(Records from a data collection)
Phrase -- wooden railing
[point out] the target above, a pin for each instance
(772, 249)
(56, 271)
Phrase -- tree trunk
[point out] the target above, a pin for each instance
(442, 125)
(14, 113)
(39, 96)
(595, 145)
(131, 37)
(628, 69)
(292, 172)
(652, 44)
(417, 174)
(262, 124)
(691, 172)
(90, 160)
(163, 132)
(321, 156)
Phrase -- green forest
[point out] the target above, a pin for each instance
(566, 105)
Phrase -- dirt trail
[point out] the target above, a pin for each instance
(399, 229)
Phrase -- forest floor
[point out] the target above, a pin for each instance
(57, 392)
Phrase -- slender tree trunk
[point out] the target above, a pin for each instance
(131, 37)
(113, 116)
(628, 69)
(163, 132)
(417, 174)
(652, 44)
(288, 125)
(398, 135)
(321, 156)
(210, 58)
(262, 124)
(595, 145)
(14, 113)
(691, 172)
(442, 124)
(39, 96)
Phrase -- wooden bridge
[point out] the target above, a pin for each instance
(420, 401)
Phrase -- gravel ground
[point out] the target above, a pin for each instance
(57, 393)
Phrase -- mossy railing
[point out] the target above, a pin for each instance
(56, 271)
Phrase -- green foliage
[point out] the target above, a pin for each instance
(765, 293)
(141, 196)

## Task to complete
Whenever a line in the records contains the word "wooden", copy that line.

## Exercise solution
Phrase -- wooden railing
Phrase -- wooden bridge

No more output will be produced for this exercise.